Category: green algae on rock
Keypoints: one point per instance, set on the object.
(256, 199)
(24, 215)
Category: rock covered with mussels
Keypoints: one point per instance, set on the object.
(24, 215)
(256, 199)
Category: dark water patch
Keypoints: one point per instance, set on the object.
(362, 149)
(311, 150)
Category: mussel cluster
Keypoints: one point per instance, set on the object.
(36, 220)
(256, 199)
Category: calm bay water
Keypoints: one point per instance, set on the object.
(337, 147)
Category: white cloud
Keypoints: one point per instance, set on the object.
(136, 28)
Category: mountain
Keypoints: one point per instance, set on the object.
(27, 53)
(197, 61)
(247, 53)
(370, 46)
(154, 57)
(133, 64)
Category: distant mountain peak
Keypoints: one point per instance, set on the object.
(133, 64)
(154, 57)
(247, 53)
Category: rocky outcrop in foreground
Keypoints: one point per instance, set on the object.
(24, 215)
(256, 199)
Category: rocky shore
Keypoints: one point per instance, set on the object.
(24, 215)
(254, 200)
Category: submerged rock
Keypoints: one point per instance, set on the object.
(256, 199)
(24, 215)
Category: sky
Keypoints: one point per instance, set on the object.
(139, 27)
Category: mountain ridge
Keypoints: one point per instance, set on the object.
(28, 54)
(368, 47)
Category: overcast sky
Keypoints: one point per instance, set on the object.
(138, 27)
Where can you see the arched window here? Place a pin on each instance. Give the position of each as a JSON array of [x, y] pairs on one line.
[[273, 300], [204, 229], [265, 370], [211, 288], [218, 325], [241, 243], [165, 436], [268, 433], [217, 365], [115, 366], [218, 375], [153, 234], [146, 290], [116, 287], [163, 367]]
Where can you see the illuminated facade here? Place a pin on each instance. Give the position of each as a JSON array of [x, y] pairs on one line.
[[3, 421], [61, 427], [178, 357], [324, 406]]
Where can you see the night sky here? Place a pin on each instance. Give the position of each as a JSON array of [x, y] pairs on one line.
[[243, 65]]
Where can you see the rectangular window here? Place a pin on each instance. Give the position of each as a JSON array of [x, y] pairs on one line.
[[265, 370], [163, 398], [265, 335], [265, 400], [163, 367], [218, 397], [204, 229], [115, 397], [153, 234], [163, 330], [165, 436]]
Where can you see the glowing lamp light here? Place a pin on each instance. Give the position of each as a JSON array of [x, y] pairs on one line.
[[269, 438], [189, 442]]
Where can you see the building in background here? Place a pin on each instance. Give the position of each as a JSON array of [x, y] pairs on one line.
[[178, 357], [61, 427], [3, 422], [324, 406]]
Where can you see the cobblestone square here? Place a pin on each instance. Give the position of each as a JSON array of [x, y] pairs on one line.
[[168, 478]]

==

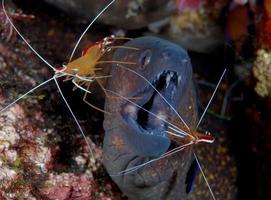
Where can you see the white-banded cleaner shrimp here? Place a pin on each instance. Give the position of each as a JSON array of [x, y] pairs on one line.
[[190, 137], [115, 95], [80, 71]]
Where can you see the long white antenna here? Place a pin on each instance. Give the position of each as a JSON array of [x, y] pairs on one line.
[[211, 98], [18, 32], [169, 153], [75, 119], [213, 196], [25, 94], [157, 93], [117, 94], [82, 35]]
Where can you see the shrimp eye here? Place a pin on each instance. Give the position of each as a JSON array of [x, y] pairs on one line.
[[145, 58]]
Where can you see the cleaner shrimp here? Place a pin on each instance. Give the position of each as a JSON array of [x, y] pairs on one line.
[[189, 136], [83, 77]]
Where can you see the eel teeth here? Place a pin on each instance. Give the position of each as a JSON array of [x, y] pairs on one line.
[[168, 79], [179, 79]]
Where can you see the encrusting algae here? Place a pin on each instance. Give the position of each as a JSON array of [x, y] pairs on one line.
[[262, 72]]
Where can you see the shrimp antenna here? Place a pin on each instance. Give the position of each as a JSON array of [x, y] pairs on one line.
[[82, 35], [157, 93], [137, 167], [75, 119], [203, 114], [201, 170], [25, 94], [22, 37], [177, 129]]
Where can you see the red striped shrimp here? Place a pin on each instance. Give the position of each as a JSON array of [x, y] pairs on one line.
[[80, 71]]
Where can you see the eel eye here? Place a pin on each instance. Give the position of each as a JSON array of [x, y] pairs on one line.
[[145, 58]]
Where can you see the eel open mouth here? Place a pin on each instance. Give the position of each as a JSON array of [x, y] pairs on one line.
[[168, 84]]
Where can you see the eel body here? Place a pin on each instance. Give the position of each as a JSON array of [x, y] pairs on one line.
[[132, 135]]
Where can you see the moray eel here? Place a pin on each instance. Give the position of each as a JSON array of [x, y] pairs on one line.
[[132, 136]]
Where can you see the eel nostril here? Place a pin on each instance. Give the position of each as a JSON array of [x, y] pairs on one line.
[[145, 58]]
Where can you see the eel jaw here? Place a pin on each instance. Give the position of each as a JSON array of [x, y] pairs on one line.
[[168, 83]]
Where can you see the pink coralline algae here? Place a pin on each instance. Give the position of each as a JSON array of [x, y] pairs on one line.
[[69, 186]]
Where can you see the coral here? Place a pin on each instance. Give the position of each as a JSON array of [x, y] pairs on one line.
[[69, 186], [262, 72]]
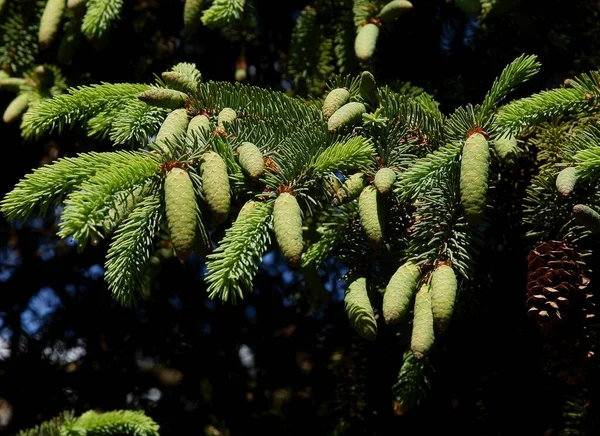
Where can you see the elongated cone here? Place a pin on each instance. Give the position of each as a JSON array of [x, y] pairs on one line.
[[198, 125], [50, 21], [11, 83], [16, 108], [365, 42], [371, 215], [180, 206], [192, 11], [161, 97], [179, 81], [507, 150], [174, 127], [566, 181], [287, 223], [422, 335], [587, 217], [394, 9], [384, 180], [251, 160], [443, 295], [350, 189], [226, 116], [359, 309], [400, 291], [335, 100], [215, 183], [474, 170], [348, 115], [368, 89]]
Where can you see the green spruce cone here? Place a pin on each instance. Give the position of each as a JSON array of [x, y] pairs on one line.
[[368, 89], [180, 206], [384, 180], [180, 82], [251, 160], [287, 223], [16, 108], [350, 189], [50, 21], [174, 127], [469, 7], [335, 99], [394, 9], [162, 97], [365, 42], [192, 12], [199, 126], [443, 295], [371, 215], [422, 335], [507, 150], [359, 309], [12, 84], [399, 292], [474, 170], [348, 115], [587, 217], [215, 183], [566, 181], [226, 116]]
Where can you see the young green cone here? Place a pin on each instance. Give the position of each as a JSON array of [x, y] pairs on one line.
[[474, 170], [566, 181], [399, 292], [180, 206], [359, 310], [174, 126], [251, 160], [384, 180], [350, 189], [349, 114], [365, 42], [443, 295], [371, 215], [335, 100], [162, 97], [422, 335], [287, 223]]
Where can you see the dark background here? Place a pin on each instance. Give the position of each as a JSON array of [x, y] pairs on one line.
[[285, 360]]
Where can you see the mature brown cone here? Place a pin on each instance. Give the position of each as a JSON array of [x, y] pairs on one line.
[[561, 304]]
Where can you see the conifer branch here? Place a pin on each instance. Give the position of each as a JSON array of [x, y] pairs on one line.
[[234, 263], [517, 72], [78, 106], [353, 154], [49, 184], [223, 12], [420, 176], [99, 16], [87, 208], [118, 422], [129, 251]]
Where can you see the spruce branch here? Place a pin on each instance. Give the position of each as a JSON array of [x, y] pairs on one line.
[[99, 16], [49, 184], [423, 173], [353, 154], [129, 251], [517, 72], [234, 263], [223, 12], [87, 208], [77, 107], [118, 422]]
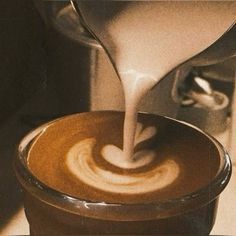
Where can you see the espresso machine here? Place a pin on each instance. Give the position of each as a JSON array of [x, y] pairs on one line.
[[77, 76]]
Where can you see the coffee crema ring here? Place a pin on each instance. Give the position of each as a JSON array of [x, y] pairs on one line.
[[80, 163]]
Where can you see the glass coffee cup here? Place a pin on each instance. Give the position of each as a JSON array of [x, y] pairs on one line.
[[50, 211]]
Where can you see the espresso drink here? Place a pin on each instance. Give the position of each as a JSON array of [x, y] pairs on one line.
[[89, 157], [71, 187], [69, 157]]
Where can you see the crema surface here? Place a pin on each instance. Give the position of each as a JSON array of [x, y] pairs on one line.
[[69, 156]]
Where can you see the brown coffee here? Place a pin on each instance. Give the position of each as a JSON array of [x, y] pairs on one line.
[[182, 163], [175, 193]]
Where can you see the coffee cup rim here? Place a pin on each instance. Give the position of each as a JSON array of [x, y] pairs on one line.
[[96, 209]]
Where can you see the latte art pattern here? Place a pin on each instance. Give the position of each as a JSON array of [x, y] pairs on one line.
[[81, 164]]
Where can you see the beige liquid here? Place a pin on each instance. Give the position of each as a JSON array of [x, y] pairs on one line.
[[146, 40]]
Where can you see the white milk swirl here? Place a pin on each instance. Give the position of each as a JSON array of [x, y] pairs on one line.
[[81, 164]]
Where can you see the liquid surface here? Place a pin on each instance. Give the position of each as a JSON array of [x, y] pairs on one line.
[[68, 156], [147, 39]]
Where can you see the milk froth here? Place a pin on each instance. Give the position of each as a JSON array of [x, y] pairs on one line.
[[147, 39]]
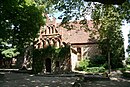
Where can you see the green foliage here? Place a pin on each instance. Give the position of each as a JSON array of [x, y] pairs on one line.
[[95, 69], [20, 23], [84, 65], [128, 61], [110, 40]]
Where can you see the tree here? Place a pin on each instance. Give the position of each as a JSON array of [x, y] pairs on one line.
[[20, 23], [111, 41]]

Problem: Please write out the entries again, from the line with "Where can you see the pink" up to and including the line with "[[285, 360]]", switching "cone" to "seed cone" and keeping everything else the same. Leave the pictures out.

Response:
Where can you see the pink coralline algae here? Place a pin on each instance. Give the position of each as a JSON array of [x, y] pairs on one line.
[[69, 186]]
Where can you see the coral here? Place a pin on each instance. Give the position of each as a JSON array of [x, y] pairs on one line.
[[69, 186], [262, 72]]
Where can you see the elongated seed cone here? Place a pin on each instance. Give the position of each as a JSON array of [x, y] pairs on one line.
[[198, 125], [50, 21], [11, 83], [16, 108], [365, 42], [371, 215], [180, 206], [192, 11], [161, 97], [179, 81], [507, 150], [174, 127], [566, 181], [287, 223], [422, 335], [587, 217], [394, 9], [384, 180], [251, 160], [443, 295], [350, 189], [226, 116], [359, 309], [400, 291], [335, 100], [215, 183], [474, 170], [348, 115], [368, 89]]
Where can you see the green spruce seed cone here? Place a pin on each instance. Give the position of each as a JSON array of [x, y] pairs on one line.
[[368, 89], [180, 206], [384, 180], [180, 82], [251, 160], [287, 223], [16, 108], [350, 189], [50, 21], [174, 127], [469, 7], [335, 99], [394, 9], [162, 97], [365, 42], [192, 12], [199, 126], [443, 295], [371, 215], [422, 335], [507, 150], [359, 309], [12, 84], [399, 292], [474, 170], [348, 115], [587, 217], [215, 183], [566, 181], [226, 116]]
Where can you see the young green seed cone here? Place a pin on each instance. Give the position of each as a JSON array of [x, y] pairs on one line.
[[474, 170], [566, 181], [399, 292], [180, 206], [359, 310], [174, 126], [251, 160], [384, 180], [350, 189], [349, 114], [365, 42], [443, 295], [371, 215], [335, 100], [162, 97], [422, 335], [287, 223]]
Where can you see the dark background here? Place a pin on each instance. Give the position of each as a JSON array of [x, y] pairs on one line.
[[285, 360]]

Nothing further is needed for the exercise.